EXPLORE THE MATERIAL:
1. In the passage on confirmation bias, how is cognitive dissonance defined?
2. List every hyphenated word that appears in the passage on confirmation bias.
3. Proceed with the passage on confirmation bias among hockey fans from the point where it stops.

DOCUMENT EXTRACT:
- Opening Delimiter -
This is helpful when the
hypothesis or perception is an accurate one, but hinders decision making when
it’s not. Of course, confirmation bias is often employed to defuse
cognitive
dissonance, 
a feeling of discomfort when two
conflicting thoughts are held simultaneously, particularly when people are
emotionally oriented towards a given perception or outcome. Visit any NHL
team-focused messageboard, for example, and casually suggest that one the
club’s favored players isn’t as good as he’s generally perceived to be by the
fan base. Then sit back and watch the stirred hornets nest.

Even if one were to include a
host of defensible facts or stats, there would be little chance of swaying
public opinion or assuaging the resultant tidal wave of abuse. Not only are
fans motivated to confirm their beliefs (like everyone else), they’re motivated
to construct their beliefs in a fashion that accords with their experiences and
established self-identity as a fan of Team X. Positive associations based on
emotional experiences can powerfully influence the construction of a perception
and, therefore, the maintenance of a bias. And sports fans aren’t the only
folks subject to these perceptual machinations: consider how often NHL GM’s
re-sign players to an obviously inflated salary in the wake of an emotional or
improbable playoff run.
- Closing Delimiter -
GIVEN MATERIAL:
- Opening Delimiter -
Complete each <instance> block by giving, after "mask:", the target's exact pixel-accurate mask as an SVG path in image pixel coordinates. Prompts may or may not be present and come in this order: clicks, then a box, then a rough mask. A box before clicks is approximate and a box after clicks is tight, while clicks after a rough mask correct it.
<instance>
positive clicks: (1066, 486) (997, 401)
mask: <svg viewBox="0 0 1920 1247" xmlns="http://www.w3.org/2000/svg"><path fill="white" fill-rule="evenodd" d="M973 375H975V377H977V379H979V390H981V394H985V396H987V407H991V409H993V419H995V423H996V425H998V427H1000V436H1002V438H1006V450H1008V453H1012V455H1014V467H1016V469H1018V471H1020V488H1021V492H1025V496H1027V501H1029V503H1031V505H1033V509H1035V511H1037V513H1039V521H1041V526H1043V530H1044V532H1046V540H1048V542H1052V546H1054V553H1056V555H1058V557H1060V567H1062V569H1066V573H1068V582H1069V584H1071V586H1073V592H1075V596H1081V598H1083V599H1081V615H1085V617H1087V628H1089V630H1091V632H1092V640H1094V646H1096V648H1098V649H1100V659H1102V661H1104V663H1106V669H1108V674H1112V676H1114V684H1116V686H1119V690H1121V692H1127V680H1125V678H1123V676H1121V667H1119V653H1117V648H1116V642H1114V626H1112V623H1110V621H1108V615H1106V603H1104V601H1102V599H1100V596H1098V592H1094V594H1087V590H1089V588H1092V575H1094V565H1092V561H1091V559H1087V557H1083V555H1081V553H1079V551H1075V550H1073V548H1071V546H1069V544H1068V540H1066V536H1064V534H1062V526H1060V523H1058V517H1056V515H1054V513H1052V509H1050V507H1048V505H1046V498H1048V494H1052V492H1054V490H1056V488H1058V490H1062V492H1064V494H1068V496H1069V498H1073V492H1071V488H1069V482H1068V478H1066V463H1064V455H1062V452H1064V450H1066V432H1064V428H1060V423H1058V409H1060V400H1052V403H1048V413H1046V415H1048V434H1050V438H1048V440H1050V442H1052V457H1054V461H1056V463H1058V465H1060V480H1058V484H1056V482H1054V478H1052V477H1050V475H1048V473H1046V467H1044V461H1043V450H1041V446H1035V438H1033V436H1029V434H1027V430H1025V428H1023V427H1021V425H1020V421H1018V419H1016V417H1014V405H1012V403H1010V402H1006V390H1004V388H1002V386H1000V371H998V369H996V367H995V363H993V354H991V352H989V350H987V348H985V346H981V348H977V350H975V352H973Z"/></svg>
- Closing Delimiter -
ANSWERS FOR EACH ITEM:
1. It is a feeling of discomfort when two conflicting thoughts are held simultaneously.

2. team-focused, self-identity, re-sign

3.
There are other flavors of
mental shortcuts beyond the confirmation bias. The
availability
heuristic
, for example, refers to the tendency
to base a judgement on how easy it is to bring specific examples of something
to mind. The pitfalls of the availability heuristic is that sometimes what is
easily recalled is not necessarily accurate or representative of the object or
person in question. 

This can be observed in hockey analysis frequently. For example, a
player who appears on a lot of post-game highlight reels is often considered to
be good. If a guy makes high-impact, highly memorable plays during a game, his
performance will be easily recalled (this can work in both good and bad
directions). This can result in accurate performance evaluation if the players
game is more or less congruent with the exciting or obvious plays. If it isn’t,
however, the availability heuristic will work to skew the observers perceptions
in the direction of the “highlights” and away from the mean level of his
performance in general.

The halo effect can be a result of the availability heuristic. In hockey, this
generally applies to players whose performance markers are a little more
subtle. The halo effect is a bias in which a general impression of a person affects
inferences about future expectations. This tendency is especially obvious when
it comes to players who play or act in a pleasant or likable manner, either on
the ice (always works hard! Sticks up for teammates!) or with the media/fans
(funny, easily approachable, etc.).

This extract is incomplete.